AIM: Present the lines of the records from the one containing "of the stadium" through the last line, both included, as a Markdown table with two columns, Row and Line, omitting blank lines.

------ DATASET ENTRIES ------

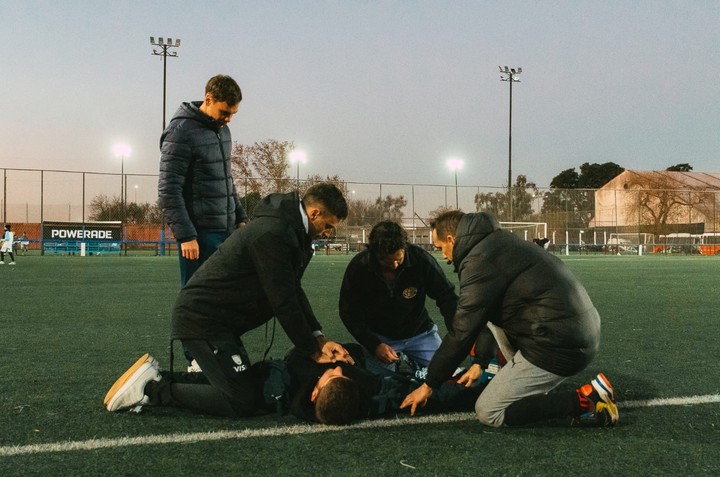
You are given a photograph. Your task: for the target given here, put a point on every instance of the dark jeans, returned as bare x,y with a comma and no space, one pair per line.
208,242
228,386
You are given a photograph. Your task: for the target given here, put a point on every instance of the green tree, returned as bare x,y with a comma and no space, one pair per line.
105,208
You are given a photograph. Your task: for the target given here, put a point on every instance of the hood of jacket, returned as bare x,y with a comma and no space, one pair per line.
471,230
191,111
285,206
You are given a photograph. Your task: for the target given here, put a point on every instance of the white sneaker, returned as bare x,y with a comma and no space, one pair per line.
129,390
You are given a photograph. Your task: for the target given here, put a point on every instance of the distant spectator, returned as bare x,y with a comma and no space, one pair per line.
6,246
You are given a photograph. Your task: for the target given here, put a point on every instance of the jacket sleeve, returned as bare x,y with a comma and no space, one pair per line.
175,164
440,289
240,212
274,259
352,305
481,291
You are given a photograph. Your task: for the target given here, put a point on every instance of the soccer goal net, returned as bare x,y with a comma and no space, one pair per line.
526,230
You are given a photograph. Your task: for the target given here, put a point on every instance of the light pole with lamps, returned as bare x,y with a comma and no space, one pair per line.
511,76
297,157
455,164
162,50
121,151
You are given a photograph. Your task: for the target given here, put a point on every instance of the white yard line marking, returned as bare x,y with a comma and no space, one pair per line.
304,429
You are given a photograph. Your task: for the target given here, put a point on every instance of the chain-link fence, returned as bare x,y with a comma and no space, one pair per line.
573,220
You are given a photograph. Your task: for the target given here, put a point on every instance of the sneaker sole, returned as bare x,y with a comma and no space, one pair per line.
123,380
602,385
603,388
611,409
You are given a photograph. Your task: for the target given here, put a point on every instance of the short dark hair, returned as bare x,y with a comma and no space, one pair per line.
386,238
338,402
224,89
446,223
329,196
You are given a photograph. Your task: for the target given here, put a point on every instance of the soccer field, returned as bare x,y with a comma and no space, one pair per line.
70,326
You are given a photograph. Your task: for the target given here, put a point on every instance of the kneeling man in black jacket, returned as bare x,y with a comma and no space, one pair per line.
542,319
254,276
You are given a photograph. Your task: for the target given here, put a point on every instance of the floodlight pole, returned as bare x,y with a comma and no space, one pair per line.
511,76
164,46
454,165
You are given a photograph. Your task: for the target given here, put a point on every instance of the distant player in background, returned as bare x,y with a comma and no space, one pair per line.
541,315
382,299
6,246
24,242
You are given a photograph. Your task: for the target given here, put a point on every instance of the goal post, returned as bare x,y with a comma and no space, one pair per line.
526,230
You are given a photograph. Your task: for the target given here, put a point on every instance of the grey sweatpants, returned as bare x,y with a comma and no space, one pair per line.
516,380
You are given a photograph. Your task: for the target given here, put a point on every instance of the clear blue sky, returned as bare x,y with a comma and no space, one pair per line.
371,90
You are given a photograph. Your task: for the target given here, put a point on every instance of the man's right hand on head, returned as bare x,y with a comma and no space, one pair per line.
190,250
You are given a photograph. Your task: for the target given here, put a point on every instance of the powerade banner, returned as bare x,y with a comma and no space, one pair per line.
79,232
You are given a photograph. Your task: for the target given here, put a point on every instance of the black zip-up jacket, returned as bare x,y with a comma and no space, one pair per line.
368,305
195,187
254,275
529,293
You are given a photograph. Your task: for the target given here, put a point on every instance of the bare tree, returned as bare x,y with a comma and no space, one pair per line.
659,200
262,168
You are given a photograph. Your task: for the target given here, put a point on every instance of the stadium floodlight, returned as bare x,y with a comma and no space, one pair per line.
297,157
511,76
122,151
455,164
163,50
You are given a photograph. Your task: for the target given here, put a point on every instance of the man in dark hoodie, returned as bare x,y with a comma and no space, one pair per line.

------

TASK OUTPUT:
| Row | Line |
|---|---|
| 1 | You are given a photograph. Your task: for the target given here, put a point on every instance of the stadium floodlight, returned as bare x,y with a comma and no space, one pair per line. |
| 2 | 297,157 |
| 3 | 511,76 |
| 4 | 122,151 |
| 5 | 455,164 |
| 6 | 163,50 |
| 7 | You are given a photograph. Your task: for the target given here, put a point on every instance of the man in dark hoodie, returned as bare x,y with a comma and no space, one pair per line. |